Try it - What is needed is the run of lines from the one with "the shirt collar?" through the close of the data, set down exactly.

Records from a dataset

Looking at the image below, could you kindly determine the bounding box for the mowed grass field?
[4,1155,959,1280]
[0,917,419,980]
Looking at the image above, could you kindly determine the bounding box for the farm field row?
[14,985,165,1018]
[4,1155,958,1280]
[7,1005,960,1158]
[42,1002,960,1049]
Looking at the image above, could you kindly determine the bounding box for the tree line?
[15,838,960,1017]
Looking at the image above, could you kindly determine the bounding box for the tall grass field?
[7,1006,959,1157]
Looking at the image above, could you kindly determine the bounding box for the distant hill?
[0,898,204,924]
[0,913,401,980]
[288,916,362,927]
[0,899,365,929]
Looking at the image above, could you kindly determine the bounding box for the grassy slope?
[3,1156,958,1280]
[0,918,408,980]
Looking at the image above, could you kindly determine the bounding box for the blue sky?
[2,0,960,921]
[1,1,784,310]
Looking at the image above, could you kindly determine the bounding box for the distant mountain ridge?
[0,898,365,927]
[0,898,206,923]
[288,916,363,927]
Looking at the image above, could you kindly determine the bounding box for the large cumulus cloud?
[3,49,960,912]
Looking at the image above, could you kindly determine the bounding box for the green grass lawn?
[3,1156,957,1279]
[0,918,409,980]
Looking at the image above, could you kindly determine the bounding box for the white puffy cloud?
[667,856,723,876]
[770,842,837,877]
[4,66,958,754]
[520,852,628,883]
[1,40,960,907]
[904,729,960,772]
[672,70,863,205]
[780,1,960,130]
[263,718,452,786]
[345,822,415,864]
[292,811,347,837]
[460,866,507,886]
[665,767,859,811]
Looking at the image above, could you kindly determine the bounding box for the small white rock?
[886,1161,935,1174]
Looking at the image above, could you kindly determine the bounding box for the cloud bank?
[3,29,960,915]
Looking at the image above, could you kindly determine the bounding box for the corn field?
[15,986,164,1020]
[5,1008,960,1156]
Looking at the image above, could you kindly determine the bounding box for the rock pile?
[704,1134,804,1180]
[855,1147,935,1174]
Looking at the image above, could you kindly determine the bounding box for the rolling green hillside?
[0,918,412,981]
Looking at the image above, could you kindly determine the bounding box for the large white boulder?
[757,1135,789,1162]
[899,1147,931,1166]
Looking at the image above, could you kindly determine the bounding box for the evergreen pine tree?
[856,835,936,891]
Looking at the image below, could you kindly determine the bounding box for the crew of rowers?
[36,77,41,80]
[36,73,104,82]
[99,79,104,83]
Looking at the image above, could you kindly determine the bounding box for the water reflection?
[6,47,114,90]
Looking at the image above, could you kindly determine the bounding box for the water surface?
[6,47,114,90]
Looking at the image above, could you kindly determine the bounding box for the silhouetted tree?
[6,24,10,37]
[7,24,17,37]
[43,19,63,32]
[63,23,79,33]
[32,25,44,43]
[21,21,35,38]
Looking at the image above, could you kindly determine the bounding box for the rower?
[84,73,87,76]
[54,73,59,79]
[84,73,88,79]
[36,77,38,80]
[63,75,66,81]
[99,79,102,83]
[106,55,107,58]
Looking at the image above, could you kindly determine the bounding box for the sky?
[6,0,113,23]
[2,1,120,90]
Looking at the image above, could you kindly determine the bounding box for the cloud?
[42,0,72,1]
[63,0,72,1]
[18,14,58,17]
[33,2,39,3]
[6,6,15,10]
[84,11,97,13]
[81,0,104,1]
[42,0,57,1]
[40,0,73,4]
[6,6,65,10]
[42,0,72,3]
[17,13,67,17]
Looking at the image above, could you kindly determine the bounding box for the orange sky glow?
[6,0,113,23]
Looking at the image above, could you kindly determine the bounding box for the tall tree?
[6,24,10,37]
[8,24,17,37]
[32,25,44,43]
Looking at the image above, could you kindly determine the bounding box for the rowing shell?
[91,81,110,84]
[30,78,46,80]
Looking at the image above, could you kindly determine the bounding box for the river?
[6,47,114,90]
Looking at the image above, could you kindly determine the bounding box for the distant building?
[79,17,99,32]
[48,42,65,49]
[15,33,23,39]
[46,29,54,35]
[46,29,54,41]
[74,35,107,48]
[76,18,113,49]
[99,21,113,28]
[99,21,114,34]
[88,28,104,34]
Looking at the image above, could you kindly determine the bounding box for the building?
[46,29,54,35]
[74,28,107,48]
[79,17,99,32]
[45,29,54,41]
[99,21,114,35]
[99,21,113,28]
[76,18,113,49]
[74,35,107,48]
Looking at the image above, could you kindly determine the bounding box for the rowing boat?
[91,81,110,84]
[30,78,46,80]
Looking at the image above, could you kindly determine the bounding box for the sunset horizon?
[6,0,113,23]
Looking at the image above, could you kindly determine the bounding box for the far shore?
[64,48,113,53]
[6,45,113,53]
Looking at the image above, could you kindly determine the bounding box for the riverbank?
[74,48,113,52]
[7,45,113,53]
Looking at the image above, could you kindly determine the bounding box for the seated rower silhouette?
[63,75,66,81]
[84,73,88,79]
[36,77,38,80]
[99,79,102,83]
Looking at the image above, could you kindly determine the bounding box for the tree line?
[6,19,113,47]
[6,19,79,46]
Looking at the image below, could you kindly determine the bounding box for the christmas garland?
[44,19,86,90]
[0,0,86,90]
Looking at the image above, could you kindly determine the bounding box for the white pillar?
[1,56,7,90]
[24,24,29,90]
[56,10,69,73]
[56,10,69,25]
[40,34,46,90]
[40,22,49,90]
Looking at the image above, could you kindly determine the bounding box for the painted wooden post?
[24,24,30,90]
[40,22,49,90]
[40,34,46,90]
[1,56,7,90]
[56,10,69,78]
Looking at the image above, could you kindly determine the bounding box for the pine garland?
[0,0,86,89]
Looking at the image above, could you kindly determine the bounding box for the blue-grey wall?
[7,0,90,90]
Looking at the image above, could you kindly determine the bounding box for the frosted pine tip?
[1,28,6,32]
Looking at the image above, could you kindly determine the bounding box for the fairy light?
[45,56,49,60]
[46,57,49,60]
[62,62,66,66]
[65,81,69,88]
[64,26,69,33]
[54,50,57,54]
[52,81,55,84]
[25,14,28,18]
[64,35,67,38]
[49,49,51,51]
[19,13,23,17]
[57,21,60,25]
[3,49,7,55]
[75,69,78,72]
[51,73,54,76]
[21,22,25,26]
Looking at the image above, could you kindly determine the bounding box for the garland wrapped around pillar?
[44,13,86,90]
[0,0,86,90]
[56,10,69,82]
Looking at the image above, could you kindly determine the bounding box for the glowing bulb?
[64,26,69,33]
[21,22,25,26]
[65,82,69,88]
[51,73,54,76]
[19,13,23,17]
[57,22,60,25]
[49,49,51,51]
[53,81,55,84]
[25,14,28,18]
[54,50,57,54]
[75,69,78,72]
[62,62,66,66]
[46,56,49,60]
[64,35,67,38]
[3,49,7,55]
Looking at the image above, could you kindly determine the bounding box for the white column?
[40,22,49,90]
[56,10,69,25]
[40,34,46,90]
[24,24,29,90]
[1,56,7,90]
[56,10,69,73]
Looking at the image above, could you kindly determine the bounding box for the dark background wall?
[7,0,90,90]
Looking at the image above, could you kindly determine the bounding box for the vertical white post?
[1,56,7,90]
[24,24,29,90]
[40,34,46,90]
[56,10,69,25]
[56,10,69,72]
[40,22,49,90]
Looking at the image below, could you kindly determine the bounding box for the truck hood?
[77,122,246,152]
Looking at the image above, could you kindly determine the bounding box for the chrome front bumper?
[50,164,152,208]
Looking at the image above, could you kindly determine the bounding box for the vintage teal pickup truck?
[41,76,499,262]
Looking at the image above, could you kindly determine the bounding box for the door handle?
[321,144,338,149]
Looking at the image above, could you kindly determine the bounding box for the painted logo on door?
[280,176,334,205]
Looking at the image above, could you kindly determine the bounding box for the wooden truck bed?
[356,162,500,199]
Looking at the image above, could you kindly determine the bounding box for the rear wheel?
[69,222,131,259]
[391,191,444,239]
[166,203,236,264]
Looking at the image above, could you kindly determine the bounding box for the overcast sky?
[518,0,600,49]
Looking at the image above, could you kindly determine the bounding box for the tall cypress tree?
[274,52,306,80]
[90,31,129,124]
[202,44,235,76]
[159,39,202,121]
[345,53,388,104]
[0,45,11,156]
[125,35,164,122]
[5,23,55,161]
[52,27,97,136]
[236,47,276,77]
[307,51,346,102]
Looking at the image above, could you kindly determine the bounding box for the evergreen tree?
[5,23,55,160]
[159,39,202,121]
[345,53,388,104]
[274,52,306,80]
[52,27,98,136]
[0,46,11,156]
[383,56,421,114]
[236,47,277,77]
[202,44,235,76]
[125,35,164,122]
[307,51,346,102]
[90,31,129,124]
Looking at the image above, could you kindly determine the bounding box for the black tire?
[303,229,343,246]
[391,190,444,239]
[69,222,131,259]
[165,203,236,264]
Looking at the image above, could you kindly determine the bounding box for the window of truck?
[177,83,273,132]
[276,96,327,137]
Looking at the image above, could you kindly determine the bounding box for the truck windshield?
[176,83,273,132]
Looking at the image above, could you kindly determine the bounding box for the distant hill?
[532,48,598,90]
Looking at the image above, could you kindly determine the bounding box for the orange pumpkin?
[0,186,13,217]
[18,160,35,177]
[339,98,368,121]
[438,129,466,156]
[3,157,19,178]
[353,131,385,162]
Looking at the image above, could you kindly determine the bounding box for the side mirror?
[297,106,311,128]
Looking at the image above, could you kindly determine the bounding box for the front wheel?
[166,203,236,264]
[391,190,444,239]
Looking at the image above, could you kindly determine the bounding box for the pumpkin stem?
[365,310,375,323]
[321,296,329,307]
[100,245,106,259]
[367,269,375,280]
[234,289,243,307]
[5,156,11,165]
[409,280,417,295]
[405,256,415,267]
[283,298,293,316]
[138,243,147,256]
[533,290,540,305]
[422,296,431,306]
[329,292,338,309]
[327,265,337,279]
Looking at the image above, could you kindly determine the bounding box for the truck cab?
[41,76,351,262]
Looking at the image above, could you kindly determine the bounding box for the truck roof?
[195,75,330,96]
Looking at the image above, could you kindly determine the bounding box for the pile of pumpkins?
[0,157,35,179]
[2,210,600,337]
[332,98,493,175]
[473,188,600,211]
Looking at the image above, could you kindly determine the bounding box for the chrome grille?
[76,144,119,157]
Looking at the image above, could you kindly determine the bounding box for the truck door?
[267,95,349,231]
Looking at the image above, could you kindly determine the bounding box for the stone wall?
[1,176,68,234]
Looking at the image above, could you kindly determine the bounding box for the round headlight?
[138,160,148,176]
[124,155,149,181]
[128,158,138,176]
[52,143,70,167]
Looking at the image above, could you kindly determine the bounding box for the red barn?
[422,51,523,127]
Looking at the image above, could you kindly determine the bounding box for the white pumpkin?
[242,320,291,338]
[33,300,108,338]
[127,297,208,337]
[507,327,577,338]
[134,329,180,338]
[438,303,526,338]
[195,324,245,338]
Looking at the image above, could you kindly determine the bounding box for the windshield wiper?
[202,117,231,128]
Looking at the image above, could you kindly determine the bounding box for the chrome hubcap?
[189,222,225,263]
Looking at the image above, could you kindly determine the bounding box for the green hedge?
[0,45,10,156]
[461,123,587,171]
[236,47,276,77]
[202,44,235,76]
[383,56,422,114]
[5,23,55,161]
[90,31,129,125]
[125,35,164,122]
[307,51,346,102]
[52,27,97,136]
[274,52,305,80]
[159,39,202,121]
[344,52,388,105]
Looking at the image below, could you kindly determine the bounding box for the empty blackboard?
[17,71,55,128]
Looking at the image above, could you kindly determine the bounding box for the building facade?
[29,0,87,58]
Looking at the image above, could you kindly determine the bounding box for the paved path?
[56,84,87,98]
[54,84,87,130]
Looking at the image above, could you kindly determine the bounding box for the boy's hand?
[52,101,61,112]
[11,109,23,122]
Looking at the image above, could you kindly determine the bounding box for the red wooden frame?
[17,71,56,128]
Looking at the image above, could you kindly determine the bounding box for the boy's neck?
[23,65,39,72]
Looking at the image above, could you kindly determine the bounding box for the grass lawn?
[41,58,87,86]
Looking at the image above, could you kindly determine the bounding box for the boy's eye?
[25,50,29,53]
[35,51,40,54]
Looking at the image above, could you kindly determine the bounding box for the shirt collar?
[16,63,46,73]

Solution for this task -
Looking at the image above, could you kindly determine the bounding box for the shirt collar?
[16,63,46,73]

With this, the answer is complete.